Tarefas:
(1) Transcreva do texto «O Unicórnio» o trecho que começa em "O que começou" e segue até "zona coberta.".
(2) Escreva a continuação do texto «O Unicórnio», começando logo a seguir à última frase.

─── Página

O UNICÓRNIO (licorne,
licórnio)
Tenho uma peça, de
entretenimento, que, a partir de um tronco com dois braços, fui
incorporando figuras talhadas em madeira. Umas de minha factura e
outras encontradas nos montes de sucata familiar e até compradas a
preço miserável nalguma feira de velharias.
O que começou sendo um
tronco nú hoje tem incorporados mais do que uma dezena de bonecos,
incluíndo aves quase que realistas ou sem dúvida fantasticas;
répteis agressivos e cães, quase sempre em com a boca aberta e
procurando amedrontar. Estas figuras, de pequeno porte, em geral só
apresentam a cabeça e pescoço, pois “moram” no interior do
tronco, sugerindo que aparecem cá fora movidas pela curiosidade. A
composição passa épocas em estado letárgico, e submetida à
degradação da intempérie, mesmo quando a coloco debaixo de uma
zona coberta.

──────
─── Registos listados

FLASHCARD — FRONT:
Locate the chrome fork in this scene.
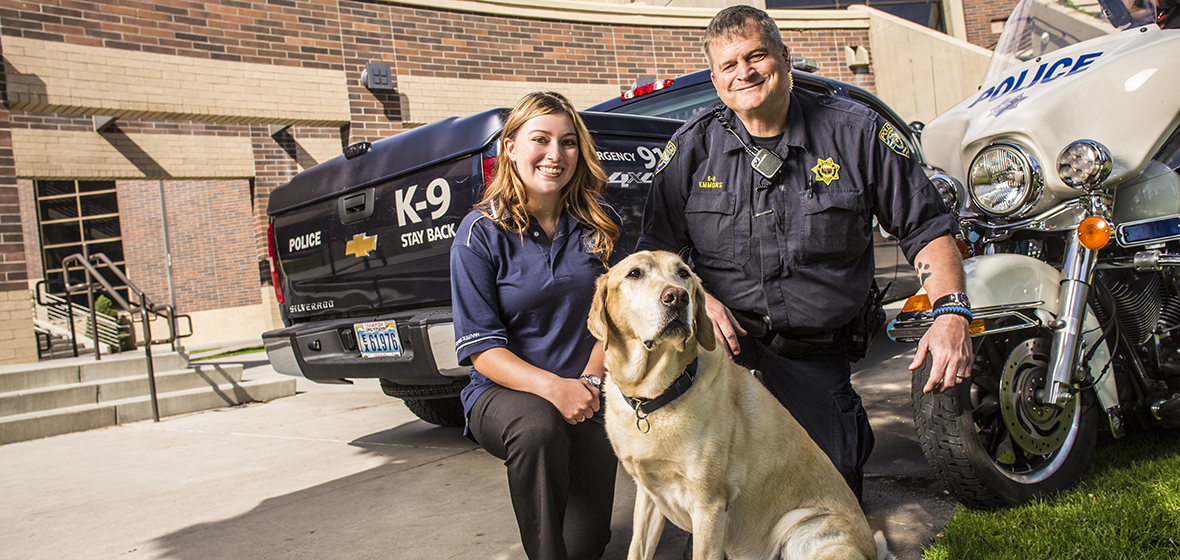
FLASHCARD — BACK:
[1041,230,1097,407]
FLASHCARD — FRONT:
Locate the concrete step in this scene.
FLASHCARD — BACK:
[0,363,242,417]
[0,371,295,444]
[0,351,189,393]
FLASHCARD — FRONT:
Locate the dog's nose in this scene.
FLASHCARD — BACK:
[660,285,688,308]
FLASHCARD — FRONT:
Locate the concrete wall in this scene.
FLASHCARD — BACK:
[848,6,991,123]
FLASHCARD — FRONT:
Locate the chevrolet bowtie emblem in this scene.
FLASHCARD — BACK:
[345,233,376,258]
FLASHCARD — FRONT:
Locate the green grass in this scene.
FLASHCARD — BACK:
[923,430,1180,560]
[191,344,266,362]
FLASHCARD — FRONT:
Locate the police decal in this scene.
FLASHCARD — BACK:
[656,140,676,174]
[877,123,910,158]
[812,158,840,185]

──────

Respostas:
(1)
O que começou sendo um
tronco nú hoje tem incorporados mais do que uma dezena de bonecos,
incluíndo aves quase que realistas ou sem dúvida fantasticas;
répteis agressivos e cães, quase sempre em com a boca aberta e
procurando amedrontar. Estas figuras, de pequeno porte, em geral só
apresentam a cabeça e pescoço, pois “moram” no interior do
tronco, sugerindo que aparecem cá fora movidas pela curiosidade. A
composição passa épocas em estado letárgico, e submetida à
degradação da intempérie, mesmo quando a coloco debaixo de uma
zona coberta.

(2)
A questão é que me
incitou a escrever é que, metido, por decisão propria, em trabalhos
de conservação da casa. Desta feita no exterior imediato, com
regularização dos passeios e aplicação de impermeabilizantes, no
intuito de colmatar a entrada de humidade na cave, deparei com outras
tarefas que estavam esperando ser atendidas. Uma delas era a de
recuperar a tal miscelânea de mostros que ainda estavam fixos no
referido tronco, e que todos eles careciam de ser restaurados.
Como isto de fazer
trabalhos “manueis” é como o coçar, que mal se começa é
difícil parar, pensei que era a ocasião de talhar mais algumas
figuras. E, se mal pensei, assim levei em frente. Procurei um bocado
de madeira, recuperada de umas podas do ano anterior, e olhando para
o que me podia sugerir, metí mãos à obra para tentar criar, em
miniatura, um pescoço e cabeça de cavalo. Nestas estava quando
recordei que o que tinha entre mãos estava dito e feito para vir a
ser um unicórnio. Só tinha que criar o dito cujo corno,
direito como uma florete, longo e retorcico numa espiral de várias
entradas.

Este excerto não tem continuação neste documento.